TEXT PROVIDED -
◆ ◆ ◆ ◆ ◆

If you would have told me before the season began that Detroit Lions’ quarterback Jared Goff had thrown for over 1,100 yards, and 11 touchdowns to only three interceptions in the first four games—I probably would have told you that the Lions’ record had to be 3-1. Or at least 2-2, right? RIGHT?!
Sadly the football gods are cruel, and the Lions are 1-3, despite having one of the most efficient and explosive offenses in the NFL.
With Goff at the helm, the offense has been leaps and bounds better than where they were this time last year. In fact, some think that he needs to be mentioned in the MVP conversation. Just ask NFL insider Jordan Schultz of thescore.com.
“Goff’s making throws he’s never made before,” one NFL scout told Schultz. “He’s been able to throw some guys open with tight windows. The receivers have made plays, and he’s always had a good, strong arm.”

◆ ◆ ◆ ◆ ◆

EXERCISE INSTRUCTIONS -
a – List every passing statistic the article on Jared Goff cites for his first four games.
b – According to the article on Jared Goff, which outlet does NFL insider Jordan Schultz write for?
c – Write a continuation of the article on Jared Goff and the Detroit Lions, starting after its final sentence.

◆ ◆ ◆ ◆ ◆

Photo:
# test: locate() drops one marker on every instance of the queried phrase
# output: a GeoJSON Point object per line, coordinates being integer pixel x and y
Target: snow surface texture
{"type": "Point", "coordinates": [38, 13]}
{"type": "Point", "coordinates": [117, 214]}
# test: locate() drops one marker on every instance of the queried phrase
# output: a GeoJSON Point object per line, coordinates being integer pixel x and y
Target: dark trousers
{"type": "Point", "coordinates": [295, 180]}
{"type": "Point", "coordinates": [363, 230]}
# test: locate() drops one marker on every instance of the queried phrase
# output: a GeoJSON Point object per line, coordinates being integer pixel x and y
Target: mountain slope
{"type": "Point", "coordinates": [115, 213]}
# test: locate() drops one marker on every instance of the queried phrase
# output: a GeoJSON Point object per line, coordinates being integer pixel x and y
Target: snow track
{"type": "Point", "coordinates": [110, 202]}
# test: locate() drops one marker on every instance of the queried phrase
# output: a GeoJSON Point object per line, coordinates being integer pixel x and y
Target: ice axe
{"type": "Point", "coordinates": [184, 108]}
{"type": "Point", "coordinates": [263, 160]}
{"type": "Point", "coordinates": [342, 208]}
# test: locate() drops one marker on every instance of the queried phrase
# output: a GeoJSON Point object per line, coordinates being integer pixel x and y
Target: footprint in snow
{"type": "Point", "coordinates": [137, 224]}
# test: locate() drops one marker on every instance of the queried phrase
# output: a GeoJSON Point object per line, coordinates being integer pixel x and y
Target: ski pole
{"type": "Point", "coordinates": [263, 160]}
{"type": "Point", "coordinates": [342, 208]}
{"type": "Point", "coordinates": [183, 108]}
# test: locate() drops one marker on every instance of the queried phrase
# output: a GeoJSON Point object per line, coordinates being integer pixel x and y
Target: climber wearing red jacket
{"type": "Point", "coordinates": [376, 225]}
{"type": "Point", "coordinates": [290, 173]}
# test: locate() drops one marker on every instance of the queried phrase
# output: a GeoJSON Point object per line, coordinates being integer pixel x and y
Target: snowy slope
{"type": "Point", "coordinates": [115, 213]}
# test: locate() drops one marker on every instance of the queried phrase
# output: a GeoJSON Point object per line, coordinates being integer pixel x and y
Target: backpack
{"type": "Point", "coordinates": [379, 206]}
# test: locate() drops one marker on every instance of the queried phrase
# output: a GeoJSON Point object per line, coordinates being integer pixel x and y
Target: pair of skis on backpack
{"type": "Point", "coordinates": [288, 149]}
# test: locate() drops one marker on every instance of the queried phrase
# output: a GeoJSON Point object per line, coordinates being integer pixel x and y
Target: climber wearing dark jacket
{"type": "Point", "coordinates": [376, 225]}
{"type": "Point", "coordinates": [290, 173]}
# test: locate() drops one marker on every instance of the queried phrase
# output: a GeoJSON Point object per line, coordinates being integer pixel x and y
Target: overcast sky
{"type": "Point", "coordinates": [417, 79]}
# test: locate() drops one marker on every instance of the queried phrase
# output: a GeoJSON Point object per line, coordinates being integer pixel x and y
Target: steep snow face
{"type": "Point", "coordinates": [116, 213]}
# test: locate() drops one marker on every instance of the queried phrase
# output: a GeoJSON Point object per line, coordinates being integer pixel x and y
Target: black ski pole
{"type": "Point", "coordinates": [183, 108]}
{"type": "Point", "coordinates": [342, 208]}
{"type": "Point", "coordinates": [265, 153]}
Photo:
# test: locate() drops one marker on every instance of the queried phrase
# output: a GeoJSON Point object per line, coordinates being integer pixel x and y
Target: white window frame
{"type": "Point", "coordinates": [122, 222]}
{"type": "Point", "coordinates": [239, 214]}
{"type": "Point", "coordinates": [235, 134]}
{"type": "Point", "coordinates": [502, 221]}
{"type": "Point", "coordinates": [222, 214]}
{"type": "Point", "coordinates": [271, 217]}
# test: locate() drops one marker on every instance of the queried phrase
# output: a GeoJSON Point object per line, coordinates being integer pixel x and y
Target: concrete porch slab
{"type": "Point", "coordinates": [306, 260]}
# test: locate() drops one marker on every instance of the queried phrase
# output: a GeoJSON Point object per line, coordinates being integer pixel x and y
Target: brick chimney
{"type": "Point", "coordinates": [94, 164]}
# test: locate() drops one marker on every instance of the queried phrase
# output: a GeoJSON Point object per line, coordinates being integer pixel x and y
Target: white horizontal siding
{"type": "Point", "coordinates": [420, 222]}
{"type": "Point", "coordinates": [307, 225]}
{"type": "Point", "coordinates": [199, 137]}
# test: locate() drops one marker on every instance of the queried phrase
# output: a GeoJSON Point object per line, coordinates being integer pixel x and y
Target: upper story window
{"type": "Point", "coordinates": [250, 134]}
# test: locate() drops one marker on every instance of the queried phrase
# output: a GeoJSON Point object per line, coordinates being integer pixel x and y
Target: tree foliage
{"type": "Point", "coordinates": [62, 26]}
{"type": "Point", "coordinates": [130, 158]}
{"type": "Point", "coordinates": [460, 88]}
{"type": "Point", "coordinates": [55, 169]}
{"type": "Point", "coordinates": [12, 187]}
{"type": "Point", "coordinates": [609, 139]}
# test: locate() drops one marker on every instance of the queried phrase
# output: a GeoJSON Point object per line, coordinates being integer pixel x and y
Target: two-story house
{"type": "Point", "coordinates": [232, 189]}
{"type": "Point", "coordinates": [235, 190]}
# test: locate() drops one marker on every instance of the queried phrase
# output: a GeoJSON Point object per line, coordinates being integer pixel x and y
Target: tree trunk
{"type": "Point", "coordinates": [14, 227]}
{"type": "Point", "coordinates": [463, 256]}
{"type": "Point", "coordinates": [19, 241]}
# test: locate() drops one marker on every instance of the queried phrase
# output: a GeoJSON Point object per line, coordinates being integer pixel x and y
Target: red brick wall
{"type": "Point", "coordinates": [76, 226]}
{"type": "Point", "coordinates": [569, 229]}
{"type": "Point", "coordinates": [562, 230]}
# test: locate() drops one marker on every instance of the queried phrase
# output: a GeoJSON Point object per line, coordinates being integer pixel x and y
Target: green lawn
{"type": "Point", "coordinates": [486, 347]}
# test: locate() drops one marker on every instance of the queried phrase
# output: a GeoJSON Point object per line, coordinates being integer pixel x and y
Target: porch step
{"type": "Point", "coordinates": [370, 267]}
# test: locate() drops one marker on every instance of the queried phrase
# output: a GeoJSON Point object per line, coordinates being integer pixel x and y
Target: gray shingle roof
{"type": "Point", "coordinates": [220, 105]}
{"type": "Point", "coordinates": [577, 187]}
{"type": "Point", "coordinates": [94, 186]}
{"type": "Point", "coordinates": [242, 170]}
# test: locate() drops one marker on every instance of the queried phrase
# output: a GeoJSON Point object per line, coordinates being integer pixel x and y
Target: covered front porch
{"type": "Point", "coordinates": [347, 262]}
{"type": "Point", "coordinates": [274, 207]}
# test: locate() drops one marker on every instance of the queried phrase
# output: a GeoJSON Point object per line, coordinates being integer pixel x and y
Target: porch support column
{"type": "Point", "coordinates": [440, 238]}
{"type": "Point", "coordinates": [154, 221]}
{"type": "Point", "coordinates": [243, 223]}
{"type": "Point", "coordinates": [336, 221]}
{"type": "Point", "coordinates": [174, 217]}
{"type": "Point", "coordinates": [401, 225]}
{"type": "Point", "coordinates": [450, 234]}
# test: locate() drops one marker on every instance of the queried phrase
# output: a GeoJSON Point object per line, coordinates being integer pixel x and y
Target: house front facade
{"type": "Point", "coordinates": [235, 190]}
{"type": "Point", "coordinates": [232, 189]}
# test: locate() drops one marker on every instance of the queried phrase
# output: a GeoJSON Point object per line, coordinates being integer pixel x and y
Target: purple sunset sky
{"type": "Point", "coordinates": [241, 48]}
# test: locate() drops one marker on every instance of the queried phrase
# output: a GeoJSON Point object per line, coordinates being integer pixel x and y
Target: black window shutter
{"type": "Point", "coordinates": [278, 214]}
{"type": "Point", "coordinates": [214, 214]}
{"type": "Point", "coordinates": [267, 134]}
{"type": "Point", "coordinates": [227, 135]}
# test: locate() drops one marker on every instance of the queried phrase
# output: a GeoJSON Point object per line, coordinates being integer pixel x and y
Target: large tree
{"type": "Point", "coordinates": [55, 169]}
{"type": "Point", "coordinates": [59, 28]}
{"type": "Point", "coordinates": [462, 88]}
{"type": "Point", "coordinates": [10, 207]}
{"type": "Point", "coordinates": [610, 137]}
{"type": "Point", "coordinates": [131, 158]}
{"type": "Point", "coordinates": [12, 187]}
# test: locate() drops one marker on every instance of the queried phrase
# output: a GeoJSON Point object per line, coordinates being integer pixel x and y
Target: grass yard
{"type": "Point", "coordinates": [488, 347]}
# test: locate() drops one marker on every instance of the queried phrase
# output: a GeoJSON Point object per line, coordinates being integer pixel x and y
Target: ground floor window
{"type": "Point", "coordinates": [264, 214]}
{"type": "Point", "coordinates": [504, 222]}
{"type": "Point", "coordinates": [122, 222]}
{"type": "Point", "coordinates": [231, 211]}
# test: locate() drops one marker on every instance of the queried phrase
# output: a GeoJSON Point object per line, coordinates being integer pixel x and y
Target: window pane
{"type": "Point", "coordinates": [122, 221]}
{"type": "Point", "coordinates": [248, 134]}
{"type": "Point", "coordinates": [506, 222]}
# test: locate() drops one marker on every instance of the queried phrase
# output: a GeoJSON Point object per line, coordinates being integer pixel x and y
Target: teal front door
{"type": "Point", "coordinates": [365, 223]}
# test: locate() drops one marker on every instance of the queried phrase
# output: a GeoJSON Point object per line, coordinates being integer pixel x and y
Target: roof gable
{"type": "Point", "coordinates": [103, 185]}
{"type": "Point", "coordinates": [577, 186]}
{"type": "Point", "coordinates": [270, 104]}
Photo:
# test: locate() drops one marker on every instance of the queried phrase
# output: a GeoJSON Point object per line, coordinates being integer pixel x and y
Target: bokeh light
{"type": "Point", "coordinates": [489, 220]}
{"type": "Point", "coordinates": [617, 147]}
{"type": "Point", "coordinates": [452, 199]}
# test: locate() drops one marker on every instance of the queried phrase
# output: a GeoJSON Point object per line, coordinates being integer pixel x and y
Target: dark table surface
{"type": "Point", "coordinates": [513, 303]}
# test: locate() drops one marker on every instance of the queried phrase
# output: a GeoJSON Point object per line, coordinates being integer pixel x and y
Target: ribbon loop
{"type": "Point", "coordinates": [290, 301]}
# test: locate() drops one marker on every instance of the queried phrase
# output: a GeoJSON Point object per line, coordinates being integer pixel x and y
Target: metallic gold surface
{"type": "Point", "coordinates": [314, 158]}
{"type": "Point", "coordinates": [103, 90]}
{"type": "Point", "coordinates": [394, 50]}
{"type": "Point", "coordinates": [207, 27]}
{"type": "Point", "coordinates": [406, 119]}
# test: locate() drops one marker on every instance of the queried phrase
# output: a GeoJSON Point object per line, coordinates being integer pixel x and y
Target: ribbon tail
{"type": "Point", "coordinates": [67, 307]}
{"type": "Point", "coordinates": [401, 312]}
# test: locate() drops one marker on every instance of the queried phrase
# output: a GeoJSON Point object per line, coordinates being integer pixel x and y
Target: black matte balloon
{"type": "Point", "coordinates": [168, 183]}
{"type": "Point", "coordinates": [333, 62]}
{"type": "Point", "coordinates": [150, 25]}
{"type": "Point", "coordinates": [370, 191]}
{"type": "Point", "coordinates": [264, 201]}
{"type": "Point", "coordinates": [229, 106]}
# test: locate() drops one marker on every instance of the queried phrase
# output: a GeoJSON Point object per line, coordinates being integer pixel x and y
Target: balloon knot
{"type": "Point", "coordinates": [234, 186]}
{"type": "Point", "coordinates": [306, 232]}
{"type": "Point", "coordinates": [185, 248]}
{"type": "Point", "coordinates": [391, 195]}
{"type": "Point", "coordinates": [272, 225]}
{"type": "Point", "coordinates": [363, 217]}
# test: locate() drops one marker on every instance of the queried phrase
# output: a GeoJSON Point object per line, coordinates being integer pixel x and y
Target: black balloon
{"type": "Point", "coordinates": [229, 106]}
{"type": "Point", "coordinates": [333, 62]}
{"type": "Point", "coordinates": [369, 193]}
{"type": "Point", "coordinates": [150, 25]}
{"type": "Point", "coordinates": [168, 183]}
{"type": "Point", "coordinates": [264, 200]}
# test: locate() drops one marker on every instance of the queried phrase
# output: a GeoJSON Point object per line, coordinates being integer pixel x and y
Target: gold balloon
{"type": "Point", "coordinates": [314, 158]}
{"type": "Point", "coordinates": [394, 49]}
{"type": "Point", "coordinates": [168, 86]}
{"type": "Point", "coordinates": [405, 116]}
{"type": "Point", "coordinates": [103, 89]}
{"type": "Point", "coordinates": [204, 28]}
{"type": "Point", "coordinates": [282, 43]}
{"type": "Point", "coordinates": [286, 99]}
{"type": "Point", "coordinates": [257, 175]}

◆ ◆ ◆ ◆ ◆

ANSWERS FOR THE TASKS -
a – Over 1,100 yards, 11 touchdowns, three interceptions

b – thescore.com

c –
Even in the game against Seattle, Goff was without many of his favorite targets—second-year receiver Amon-Ra St. Brown, star running back D’Andre Swift, and newly-acquired receiver DJ Chark. Even without those difference-makers in the lineup, Goff managed to make plays in the passing game—consistently finding other pass-catchers like tight end T.J. Hockenson, veteran receiver Josh Reynolds, and even preseason superstar Tom Kennedy.
Personally, I think it’s a bit premature throwing Goff’s name into the MVP bucket. He has certainly played his best football as a Lion the last four weeks, but there are still mistakes here and there from the former first overall pick in the 2016 NFL draft, like a pair of pick sixes, including one against the Seahawks last Sunday.
As good as Goff’s ball-placement and decision making was for the majority of that game, that throw was incredibly costly to a team that already was having issues keeping pace. To truly be considered among the elite in this league, he has to limit some of the bone-crushing mistakes that have plagued him for several years now.
You can read the entirety of the piece from Schultz here.
And now, onto the rest of today’s notes:
- Normally, I would do my best to avoid storylines like the one associated with the Lions’ Week 5 opponent—the New England Patriots. However, it’s not that simple. Justin Rogers of the Detroit News has more on how this game means more than your typical out-of-conference matchup.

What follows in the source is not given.